## RECORDED INFORMATION
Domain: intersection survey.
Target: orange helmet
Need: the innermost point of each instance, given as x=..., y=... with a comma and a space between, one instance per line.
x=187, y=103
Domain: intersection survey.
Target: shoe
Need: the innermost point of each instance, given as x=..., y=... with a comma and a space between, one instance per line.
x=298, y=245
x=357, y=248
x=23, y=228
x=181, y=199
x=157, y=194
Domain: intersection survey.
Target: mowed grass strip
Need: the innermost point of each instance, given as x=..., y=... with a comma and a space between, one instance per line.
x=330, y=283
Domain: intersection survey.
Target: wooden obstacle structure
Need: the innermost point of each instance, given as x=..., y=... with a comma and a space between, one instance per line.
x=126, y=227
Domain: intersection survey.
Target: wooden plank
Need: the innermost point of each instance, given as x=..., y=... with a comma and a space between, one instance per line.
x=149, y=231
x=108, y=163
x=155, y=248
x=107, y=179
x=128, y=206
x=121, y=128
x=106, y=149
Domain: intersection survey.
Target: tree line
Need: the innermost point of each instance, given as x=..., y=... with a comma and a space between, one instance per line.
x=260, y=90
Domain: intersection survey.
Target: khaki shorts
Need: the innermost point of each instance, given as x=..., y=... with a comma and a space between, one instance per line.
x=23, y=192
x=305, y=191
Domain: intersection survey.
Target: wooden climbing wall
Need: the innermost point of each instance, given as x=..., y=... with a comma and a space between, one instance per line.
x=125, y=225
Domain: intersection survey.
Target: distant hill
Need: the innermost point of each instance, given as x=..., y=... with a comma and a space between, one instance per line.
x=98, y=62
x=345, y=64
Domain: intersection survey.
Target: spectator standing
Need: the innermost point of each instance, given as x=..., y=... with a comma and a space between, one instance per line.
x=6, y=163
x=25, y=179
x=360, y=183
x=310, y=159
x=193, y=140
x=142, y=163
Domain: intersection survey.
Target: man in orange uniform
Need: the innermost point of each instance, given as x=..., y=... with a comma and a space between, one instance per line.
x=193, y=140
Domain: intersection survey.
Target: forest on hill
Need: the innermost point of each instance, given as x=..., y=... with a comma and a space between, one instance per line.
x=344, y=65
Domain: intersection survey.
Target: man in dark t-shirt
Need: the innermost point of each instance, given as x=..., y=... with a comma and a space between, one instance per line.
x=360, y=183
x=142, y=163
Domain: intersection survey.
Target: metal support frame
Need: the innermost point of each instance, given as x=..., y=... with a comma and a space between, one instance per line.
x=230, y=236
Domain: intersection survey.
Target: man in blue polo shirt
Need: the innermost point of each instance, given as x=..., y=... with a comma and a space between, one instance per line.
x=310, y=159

## WHAT YOU NEED TO DO
What is needed is a word-for-word copy of the material above.

## SOLUTION FOR THIS EXERCISE
Domain: intersection survey.
Target: orange helmet
Need: the innermost point of each instance, given as x=..., y=... with a comma and a space between, one instance per line.
x=187, y=103
Domain: intersection survey.
Target: shoe
Need: the innermost point of each instance, given as x=..., y=... with a comma and a space between, one instance per line.
x=298, y=245
x=357, y=248
x=23, y=228
x=181, y=199
x=157, y=194
Domain: intersection survey.
Target: mowed grass strip
Need: the innermost point of each instance, given as x=..., y=... with a comma and a space between, one instance per line.
x=330, y=283
Domain: intersection survey.
Target: wooden obstacle structure
Need: the innermost point of each instance, given as x=..., y=... with a comma and a space between, one instance per line.
x=126, y=227
Domain: intersection survey.
Target: wooden plank
Need: the innermost point of each instance, given as x=..., y=... with a comma and a space between, one instance per line.
x=149, y=231
x=108, y=163
x=155, y=248
x=107, y=179
x=128, y=206
x=121, y=128
x=106, y=149
Domain: intersection survey.
Target: tree line
Need: the innermost point of each instance, given as x=..., y=... with a comma and a space between, one instance per line.
x=260, y=90
Domain: intersection survey.
Target: khaki shorts
Need: the innermost point of each instance, given as x=..., y=... with a comma and a space between, one instance per line.
x=23, y=192
x=305, y=191
Domain: intersection survey.
Target: wooden climbing wall
Need: the innermost point of each instance, given as x=..., y=... with a comma and a space between, one instance per line.
x=125, y=225
Domain: intersection survey.
Target: distant hill
Need: the innermost point of each instance, given as x=..., y=... with a comma and a space between, one instance per line.
x=98, y=62
x=345, y=64
Domain: intersection survey.
Target: spectator standing
Need: the innermost point of each instance, given as x=..., y=... with a comma and a space between, one instance per line.
x=6, y=163
x=25, y=179
x=360, y=183
x=310, y=159
x=193, y=140
x=142, y=163
Domain: intersection survey.
Target: man in orange uniform
Need: the innermost point of each instance, given as x=..., y=... with a comma and a space between, one instance per line.
x=193, y=140
Domain: intersection survey.
Target: forest on hill
Need: the innermost point of each instance, given as x=..., y=... with a comma and a space between, one instance per line.
x=344, y=65
Domain: intersection survey.
Target: man in dark t-shirt
Need: the innermost point of each instance, given as x=..., y=... with a comma and a space between, one instance per line.
x=360, y=183
x=142, y=163
Domain: intersection survey.
Target: metal support frame
Need: the innermost point of each instance, given as x=..., y=... with a comma and a space between, one instance per line.
x=230, y=236
Domain: intersection survey.
Target: man in blue polo shirt
Need: the innermost point of each instance, given as x=..., y=... with a comma and a space between, one instance per line.
x=310, y=159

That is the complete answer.